[Raw records]
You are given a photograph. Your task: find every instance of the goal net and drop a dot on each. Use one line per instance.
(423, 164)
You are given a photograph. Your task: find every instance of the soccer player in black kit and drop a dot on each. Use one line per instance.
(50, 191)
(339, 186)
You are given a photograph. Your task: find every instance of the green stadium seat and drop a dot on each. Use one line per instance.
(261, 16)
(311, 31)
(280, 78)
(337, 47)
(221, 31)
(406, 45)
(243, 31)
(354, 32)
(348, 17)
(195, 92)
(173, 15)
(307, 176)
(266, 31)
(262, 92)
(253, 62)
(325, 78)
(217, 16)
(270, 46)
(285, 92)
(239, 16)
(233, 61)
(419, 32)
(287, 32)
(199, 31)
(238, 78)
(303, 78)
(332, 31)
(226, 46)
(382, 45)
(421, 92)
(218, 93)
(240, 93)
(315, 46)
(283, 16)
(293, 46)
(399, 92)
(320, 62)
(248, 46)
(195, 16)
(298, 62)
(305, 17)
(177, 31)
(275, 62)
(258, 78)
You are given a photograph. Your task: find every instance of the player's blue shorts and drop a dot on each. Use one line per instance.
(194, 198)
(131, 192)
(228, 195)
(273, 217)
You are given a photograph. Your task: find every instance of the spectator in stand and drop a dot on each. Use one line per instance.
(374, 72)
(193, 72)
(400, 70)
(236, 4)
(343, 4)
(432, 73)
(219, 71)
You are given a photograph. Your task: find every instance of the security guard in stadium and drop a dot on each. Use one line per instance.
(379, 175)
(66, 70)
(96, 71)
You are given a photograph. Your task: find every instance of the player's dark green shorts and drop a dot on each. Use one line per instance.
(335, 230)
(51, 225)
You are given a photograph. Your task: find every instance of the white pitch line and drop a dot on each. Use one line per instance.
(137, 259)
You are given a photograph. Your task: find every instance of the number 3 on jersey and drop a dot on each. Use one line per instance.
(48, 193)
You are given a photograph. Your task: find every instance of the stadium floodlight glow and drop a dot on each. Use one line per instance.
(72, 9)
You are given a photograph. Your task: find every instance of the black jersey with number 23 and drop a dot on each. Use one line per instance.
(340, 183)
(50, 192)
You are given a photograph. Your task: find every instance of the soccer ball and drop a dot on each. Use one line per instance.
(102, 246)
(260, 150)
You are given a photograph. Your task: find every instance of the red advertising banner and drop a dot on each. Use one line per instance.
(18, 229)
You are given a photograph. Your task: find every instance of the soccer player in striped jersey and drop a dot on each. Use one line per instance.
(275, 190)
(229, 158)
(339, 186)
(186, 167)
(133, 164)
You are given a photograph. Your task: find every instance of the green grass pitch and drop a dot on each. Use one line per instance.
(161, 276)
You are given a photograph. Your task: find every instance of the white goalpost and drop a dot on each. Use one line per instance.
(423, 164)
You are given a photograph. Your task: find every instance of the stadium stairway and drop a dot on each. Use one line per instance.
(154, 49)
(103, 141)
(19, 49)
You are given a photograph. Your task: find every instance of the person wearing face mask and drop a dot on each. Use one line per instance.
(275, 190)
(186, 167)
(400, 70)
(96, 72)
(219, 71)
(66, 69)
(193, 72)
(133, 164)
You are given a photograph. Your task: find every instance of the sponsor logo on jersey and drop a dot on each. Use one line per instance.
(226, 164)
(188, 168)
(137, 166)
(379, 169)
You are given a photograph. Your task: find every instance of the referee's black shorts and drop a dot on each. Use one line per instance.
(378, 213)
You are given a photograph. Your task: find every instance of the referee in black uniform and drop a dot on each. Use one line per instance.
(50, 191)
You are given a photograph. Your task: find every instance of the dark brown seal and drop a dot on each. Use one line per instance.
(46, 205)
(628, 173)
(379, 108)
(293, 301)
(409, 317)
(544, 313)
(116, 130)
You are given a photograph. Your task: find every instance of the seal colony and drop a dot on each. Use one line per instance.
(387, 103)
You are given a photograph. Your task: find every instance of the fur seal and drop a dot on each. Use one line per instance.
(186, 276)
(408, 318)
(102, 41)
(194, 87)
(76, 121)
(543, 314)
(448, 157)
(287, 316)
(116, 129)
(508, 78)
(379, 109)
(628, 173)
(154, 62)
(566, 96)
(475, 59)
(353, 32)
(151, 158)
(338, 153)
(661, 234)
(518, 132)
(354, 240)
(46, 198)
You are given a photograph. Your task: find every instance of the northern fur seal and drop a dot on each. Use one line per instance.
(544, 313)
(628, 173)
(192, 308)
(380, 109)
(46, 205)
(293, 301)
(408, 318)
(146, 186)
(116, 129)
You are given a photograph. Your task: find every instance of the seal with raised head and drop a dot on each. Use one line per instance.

• **Objective**
Produce an exact copy of the whole listing.

• **Response to the task**
You are given a photograph. Your task: find every instance of the goal net and drop a dot on each. Use one line per instance.
(423, 164)
You are given a photograph. Your task: find every instance of the soccer player in black kit and drop a dot on each. Use one line per instance.
(50, 191)
(339, 186)
You are given a photograph. Your task: find every instance of the green stadium seat and drop a dot on each. Use one line per instance.
(261, 16)
(311, 31)
(280, 78)
(337, 47)
(221, 31)
(406, 45)
(243, 31)
(354, 32)
(348, 17)
(195, 92)
(173, 15)
(307, 176)
(266, 31)
(262, 92)
(253, 62)
(325, 78)
(217, 16)
(270, 46)
(285, 92)
(239, 16)
(233, 61)
(419, 32)
(287, 32)
(199, 31)
(238, 78)
(303, 78)
(332, 31)
(226, 46)
(382, 45)
(421, 92)
(218, 93)
(240, 93)
(315, 46)
(283, 16)
(293, 46)
(399, 92)
(320, 62)
(248, 46)
(195, 16)
(298, 62)
(305, 17)
(177, 31)
(275, 62)
(258, 78)
You are given a photograph. Your task: find every instance of the player's blue shorts and drop a dot on each. Use one line per instance.
(194, 198)
(131, 192)
(228, 195)
(273, 217)
You are given a photograph. Your task: find every instance of the spectator in stand and drop a dot on each. Use one line per instance.
(374, 72)
(193, 72)
(400, 70)
(236, 4)
(343, 4)
(432, 73)
(219, 71)
You are given a photograph. Your task: find every instance of the security guard in stadium and drop a dot on each. Use one line per instance.
(379, 175)
(66, 70)
(96, 71)
You are given a photograph. Your task: find every instance of the player's dark green shorts and drop a dot on each. Use one line per instance.
(335, 230)
(51, 225)
You are given a photograph. Your task: find every instance of the white pitch line and drop a dot on each. Use one line per instance.
(137, 259)
You are given a photograph. Your task: find every instance of the number 3 on jersey and drop a dot on each. Use one line per instance.
(48, 193)
You are given a photograph. Your task: find every instance of the stadium floodlight glow and drop a dot on each. Use one line per instance.
(72, 9)
You are given a photograph. Your task: find every instance of the black jersey with number 23 and drop a dot on each. Use one line per instance.
(340, 183)
(50, 192)
You are given a photograph. Your task: find every instance of the soccer ball and drop a dot on each. Use one line per instance.
(102, 246)
(260, 150)
You are given a photograph. Your task: find every instance of the red advertising banner and drop a dot on each. Use one line per instance.
(18, 229)
You are given a photograph. Your task: find every instance of the soccer player in striped jersey and drop a dot on each. Use one line per instance.
(275, 190)
(229, 158)
(339, 186)
(186, 167)
(133, 164)
You are given a photograph. Your task: find every instance of the green grass pitch and drop a dot on each. Use one line per instance.
(161, 276)
You are given a photograph. Your task: find every instance of the white goalpost and drop a dot on each. Use one line per instance.
(423, 164)
You are given a photograph. Your task: find every instance of the stadium stairway and drop a dot on each. Use one line per instance.
(154, 49)
(103, 141)
(19, 49)
You are given a photograph. Your task: find every instance of the person wearing face mask and drop a dot on each. Use one line per instance.
(275, 190)
(186, 167)
(400, 70)
(96, 72)
(219, 71)
(66, 69)
(193, 72)
(133, 164)
You are given a photograph. Your task: find every instance of the sponsor logo on jersey and drop a dot on each. Use one line per instance.
(226, 164)
(188, 168)
(137, 166)
(379, 169)
You are given a photograph. Your task: find every instance of the referee's black shorts and drop a dot on each. Use one line per instance.
(378, 213)
You are given a photograph. Your task: find every instance of the referee in black uniform and drop a dot on each. Use one line per instance.
(50, 191)
You are given a photograph. Your task: find every instance of the dark brown seal and drop a dot on each. Use one line per instance.
(46, 205)
(628, 173)
(379, 108)
(293, 301)
(409, 317)
(544, 313)
(116, 130)
You are given a photograph. Your task: find every instance of the seal colony and drop a dot on each. Use one line per instance.
(387, 103)
You are given a photograph. Your task: find every instance of the fur seal and drop a dot on each. Use one line per instance.
(186, 276)
(408, 318)
(102, 41)
(194, 87)
(76, 121)
(543, 314)
(448, 157)
(287, 316)
(116, 129)
(508, 78)
(379, 109)
(628, 173)
(154, 62)
(566, 96)
(475, 59)
(353, 32)
(151, 158)
(338, 153)
(661, 234)
(518, 132)
(354, 240)
(46, 198)
You are given a photograph. Your task: find every instance of the northern fur seal and drop a dot on each. Use one line per instance.
(544, 313)
(628, 173)
(192, 308)
(380, 109)
(46, 205)
(293, 301)
(408, 318)
(146, 186)
(116, 129)
You are given a photograph. Your task: find every instance of the seal with raised head and drop a dot on each. Use one line per instance.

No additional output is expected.